# [YOUR OBJECTIVE]
Because only the text is wanted, repeat the records below exactly and omit the pictures.

# [DATA FOR PROCESSING]
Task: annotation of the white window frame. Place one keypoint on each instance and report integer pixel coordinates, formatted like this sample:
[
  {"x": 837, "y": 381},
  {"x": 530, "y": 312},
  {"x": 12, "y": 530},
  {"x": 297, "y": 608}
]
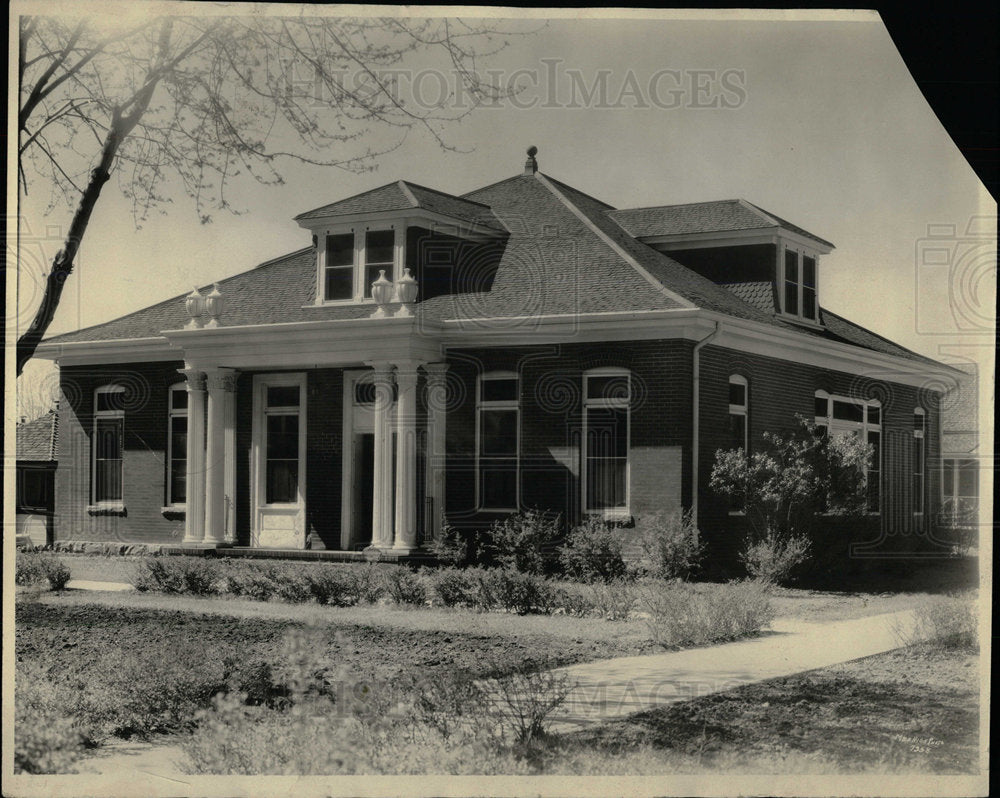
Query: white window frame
[
  {"x": 801, "y": 253},
  {"x": 742, "y": 410},
  {"x": 920, "y": 498},
  {"x": 498, "y": 404},
  {"x": 864, "y": 426},
  {"x": 105, "y": 414},
  {"x": 609, "y": 513},
  {"x": 261, "y": 412},
  {"x": 360, "y": 257},
  {"x": 173, "y": 413}
]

# [WORKED SOLUTION]
Task: annotation of the white window frame. Place one keypoint on each instance and report integer pixel coordinates, formatted like this sample:
[
  {"x": 837, "y": 381},
  {"x": 530, "y": 312},
  {"x": 12, "y": 530},
  {"x": 297, "y": 608}
]
Query: white window frame
[
  {"x": 801, "y": 253},
  {"x": 742, "y": 410},
  {"x": 920, "y": 498},
  {"x": 498, "y": 404},
  {"x": 864, "y": 426},
  {"x": 105, "y": 414},
  {"x": 609, "y": 513},
  {"x": 261, "y": 412},
  {"x": 360, "y": 257},
  {"x": 173, "y": 413}
]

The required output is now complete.